§ OBJECTIVE
In the judgment excerpt, which kind of dog did the claimant report had attacked and bitten him?

§ SUPPLIED TEXT
···

Mr Stephen Field (instructed by Wells Burcombe LLP) appeared on behalf of the Claimant
Ms Francesca Whitelaw (instructed by the IPCC) appeared on behalf of the Defendant

____________________

HTML VERSION OF JUDGMENT
____________________

Crown Copyright ©

  1. MR JUSTICE TURNER: This is an application for judicial review following upon permission granted by His Honour Judge Pelling QC following an oral hearing, permission having initially been refused by His Honour Judge Stephen Stuart QC, as he then was, on 4 February 2013.
  2. The background to this application goes back to events which occurred in June 2006. In brief summary, the claimant in this case reported to the police that he had been set upon by a Rottweiler dog and bitten. He took the view at that stage that the people who were in control of the dog at the time had deliberately incited the dog to attack him and that this was not an event which simply reflected an overenthusiastic dog leaping up and incidentally and not deliberately causing some level of injury to the claimant.

···

[Photo-based point labeling records]
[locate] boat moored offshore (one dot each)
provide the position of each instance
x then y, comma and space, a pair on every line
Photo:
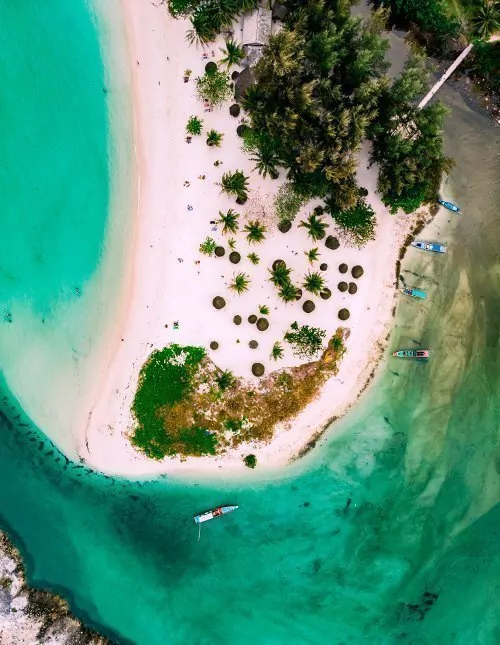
419, 354
414, 293
216, 512
450, 206
430, 246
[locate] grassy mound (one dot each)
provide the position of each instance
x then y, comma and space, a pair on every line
181, 409
166, 380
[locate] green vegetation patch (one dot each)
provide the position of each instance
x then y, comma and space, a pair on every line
186, 406
165, 379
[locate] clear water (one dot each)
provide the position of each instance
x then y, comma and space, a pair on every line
58, 178
419, 458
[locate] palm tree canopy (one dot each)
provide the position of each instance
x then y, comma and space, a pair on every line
233, 53
486, 19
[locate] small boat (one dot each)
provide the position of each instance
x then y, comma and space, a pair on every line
216, 512
415, 293
430, 246
413, 353
210, 515
450, 206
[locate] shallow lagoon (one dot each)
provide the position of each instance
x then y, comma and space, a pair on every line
298, 563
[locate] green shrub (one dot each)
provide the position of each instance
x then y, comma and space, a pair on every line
250, 461
306, 341
213, 86
164, 380
194, 125
208, 246
287, 203
358, 222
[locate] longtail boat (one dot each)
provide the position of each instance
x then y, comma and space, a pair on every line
419, 354
414, 293
450, 206
430, 246
210, 515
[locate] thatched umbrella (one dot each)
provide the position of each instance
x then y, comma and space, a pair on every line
219, 302
258, 369
262, 324
284, 226
308, 306
325, 294
332, 243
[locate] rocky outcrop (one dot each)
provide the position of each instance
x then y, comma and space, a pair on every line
29, 616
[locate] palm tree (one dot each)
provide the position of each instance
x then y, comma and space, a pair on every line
225, 380
194, 125
255, 231
229, 221
266, 161
280, 276
313, 282
235, 183
287, 292
240, 283
486, 19
277, 351
233, 53
313, 255
214, 138
315, 227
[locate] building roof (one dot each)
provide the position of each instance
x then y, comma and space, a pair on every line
243, 82
257, 27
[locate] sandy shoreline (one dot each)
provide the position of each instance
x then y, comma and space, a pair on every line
168, 286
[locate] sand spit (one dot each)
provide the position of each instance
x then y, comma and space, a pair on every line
178, 198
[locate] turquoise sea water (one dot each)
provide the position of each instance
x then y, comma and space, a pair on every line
388, 534
57, 173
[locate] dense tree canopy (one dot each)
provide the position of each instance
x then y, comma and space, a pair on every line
317, 91
407, 143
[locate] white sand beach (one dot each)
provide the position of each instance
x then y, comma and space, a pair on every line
168, 285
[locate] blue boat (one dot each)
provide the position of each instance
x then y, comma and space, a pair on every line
430, 246
450, 206
415, 293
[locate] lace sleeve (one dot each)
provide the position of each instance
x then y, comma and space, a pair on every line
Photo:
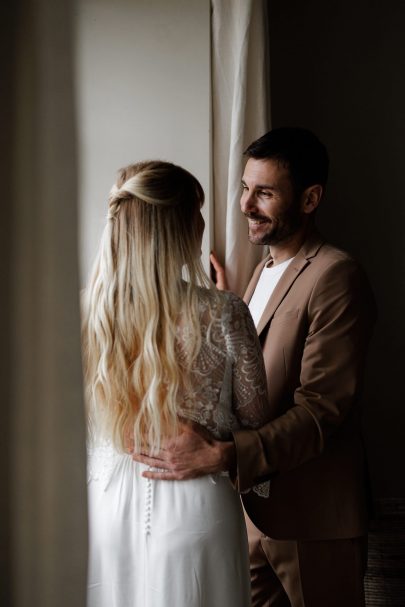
249, 388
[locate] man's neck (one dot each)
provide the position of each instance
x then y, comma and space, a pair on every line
289, 248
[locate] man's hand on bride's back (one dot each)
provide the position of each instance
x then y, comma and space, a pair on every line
192, 453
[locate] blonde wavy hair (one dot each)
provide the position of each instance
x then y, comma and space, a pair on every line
132, 304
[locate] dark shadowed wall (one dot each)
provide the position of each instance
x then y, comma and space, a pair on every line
338, 68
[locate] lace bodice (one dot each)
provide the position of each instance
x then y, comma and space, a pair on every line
228, 387
228, 381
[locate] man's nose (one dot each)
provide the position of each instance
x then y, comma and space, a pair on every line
247, 202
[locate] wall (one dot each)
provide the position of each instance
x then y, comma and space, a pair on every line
337, 68
143, 75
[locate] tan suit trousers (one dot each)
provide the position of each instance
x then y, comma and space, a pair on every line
326, 573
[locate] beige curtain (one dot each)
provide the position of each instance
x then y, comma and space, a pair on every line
44, 552
240, 109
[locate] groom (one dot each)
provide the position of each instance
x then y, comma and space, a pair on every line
314, 314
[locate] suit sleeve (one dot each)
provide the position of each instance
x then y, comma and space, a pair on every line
341, 313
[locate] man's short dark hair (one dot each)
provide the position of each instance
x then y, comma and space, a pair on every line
298, 150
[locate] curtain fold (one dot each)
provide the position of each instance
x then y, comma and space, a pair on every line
240, 114
44, 490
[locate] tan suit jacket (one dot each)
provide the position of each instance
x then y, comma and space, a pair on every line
314, 332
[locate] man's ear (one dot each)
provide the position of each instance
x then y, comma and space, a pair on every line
311, 198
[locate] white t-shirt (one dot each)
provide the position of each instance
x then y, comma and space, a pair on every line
265, 287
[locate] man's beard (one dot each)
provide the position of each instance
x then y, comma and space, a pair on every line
281, 230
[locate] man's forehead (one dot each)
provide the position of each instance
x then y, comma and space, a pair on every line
265, 170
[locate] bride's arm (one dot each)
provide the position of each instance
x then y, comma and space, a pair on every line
195, 452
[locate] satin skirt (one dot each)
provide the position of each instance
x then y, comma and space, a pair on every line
163, 543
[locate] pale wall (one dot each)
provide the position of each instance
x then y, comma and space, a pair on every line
143, 76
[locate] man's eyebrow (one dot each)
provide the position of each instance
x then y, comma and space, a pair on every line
263, 186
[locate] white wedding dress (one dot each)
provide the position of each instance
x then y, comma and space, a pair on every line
181, 543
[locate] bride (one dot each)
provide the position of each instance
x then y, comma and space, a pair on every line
159, 344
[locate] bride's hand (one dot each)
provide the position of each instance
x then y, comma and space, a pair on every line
219, 273
192, 453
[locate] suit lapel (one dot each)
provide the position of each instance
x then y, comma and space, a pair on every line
308, 250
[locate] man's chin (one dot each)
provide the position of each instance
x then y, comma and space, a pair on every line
259, 240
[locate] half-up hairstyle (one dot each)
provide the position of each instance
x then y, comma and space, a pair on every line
146, 274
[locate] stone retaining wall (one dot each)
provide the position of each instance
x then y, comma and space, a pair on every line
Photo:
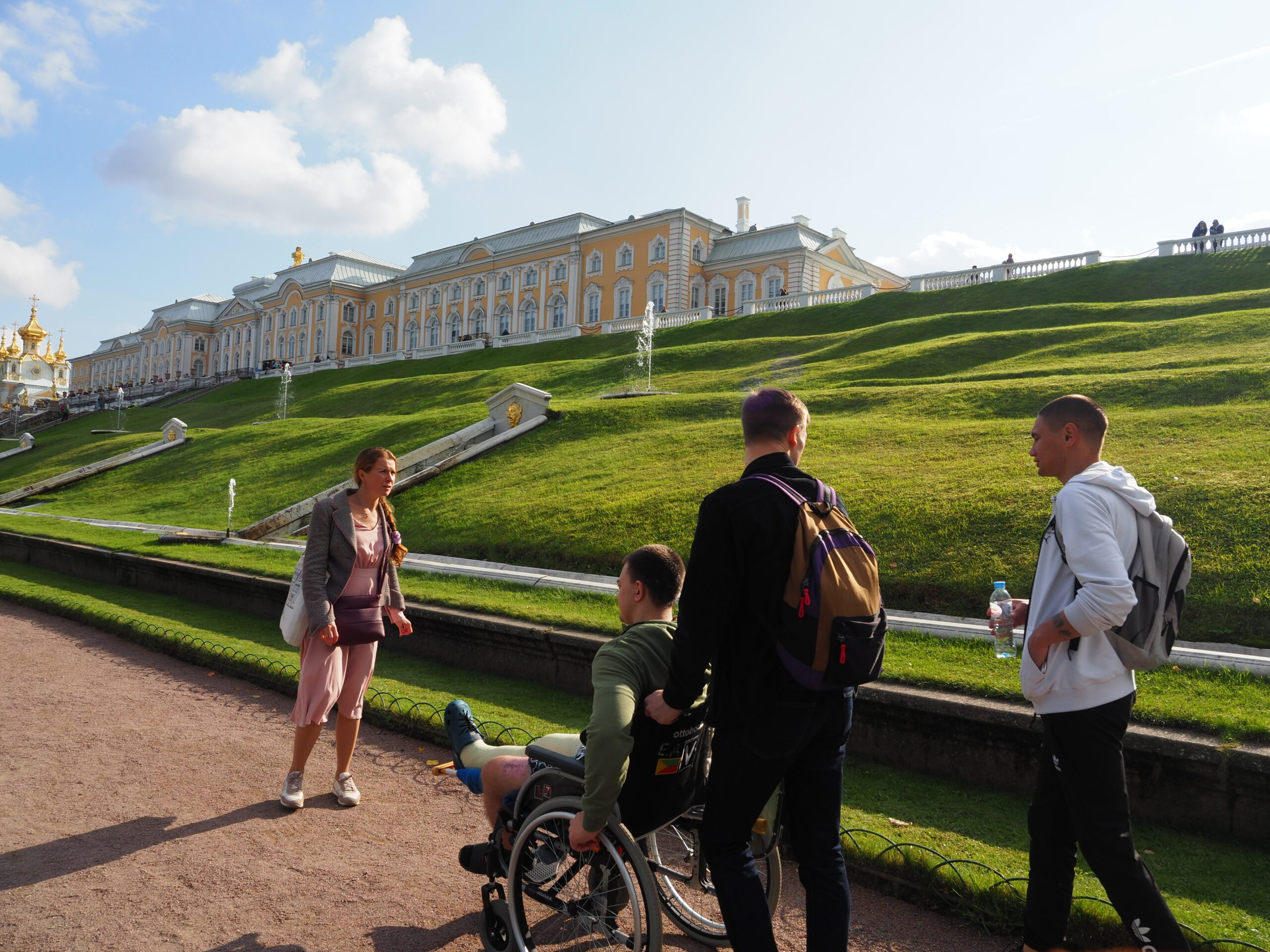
1176, 777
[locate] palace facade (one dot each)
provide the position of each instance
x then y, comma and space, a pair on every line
26, 375
573, 271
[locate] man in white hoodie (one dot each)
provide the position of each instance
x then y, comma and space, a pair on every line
1079, 686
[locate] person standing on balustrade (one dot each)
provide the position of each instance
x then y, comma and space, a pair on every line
350, 584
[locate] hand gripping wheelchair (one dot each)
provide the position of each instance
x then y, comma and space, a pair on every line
648, 857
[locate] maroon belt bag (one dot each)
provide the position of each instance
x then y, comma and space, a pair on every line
359, 619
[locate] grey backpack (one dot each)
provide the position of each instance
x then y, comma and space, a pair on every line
1160, 573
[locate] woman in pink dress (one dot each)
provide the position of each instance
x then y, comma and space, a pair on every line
350, 584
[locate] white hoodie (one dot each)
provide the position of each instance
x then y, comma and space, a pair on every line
1096, 515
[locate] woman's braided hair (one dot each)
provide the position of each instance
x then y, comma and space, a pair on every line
365, 463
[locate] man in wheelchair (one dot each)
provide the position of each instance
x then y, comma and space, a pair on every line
624, 760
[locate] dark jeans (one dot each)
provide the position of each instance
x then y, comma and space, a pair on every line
1082, 800
801, 737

···

§ RESPONSE FOR THIS EXERCISE
A Rottweiler.